Data entries
# # # #

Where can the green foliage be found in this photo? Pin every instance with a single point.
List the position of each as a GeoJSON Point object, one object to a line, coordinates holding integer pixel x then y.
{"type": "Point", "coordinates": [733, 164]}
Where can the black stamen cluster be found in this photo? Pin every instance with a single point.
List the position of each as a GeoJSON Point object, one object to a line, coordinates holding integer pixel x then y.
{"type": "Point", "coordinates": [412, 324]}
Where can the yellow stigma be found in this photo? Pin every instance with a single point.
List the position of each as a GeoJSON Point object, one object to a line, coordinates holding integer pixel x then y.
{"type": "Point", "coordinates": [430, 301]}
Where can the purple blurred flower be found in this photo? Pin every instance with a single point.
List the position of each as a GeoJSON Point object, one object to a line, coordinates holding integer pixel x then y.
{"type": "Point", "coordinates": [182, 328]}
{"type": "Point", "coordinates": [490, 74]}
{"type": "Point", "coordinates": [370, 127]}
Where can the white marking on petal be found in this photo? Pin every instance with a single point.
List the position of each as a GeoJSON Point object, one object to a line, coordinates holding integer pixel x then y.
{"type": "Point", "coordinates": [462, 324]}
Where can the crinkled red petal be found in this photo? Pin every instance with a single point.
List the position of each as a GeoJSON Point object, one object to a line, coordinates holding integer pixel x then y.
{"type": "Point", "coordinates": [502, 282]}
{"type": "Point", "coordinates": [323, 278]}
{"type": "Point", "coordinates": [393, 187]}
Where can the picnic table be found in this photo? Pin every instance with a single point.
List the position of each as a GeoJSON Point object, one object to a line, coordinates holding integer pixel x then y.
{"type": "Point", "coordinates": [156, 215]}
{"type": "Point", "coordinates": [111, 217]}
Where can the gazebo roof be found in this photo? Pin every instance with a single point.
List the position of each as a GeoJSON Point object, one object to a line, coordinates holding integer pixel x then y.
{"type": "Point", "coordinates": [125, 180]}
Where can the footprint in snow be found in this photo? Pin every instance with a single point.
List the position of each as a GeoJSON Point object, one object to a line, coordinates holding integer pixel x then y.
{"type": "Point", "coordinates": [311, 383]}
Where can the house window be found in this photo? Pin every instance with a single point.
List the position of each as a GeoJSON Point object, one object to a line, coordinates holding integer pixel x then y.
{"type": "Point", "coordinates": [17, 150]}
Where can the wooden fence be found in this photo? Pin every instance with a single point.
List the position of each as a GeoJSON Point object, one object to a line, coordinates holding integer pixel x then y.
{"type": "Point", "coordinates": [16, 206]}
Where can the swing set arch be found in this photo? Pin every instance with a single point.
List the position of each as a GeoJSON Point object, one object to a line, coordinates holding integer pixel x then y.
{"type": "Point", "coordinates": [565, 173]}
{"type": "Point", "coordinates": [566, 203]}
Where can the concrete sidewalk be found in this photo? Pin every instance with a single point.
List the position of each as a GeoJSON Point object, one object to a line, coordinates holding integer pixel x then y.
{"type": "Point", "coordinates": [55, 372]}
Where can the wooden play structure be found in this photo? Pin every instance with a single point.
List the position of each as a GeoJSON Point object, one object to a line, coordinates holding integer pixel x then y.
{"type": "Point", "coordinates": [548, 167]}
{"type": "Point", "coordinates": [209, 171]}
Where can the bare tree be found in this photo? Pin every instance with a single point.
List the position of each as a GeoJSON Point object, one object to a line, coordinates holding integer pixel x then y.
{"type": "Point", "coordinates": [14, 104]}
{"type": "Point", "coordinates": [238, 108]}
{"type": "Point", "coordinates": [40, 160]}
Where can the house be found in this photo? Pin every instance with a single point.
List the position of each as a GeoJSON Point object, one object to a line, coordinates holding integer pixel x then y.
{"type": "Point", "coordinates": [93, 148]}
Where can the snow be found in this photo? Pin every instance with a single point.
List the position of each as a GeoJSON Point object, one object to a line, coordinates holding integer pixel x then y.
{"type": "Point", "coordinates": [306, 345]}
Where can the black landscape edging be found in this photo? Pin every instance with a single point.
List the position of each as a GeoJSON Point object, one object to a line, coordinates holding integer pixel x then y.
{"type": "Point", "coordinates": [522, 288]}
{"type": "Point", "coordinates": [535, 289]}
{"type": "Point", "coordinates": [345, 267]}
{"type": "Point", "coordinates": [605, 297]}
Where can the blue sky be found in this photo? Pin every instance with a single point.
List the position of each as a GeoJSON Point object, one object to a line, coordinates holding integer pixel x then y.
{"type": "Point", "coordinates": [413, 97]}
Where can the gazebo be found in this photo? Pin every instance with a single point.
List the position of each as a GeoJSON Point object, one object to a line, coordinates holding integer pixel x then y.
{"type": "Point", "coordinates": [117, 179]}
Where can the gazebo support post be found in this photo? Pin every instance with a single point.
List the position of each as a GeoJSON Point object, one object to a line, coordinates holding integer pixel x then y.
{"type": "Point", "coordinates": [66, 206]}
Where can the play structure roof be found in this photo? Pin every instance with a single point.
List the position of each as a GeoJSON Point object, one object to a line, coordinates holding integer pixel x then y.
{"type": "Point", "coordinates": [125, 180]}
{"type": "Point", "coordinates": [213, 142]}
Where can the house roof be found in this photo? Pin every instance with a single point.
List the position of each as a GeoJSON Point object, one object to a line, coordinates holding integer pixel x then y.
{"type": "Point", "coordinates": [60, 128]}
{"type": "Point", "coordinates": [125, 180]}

# # # #

**About this exercise:** Which lines of the records hold the string "play"? Copy each one.

**Solved exercise:**
Where can the wooden play structure be found in this photo? Pin every instance with a single point.
Where can the play structure roof be found in this photo? Pin every instance with a single point.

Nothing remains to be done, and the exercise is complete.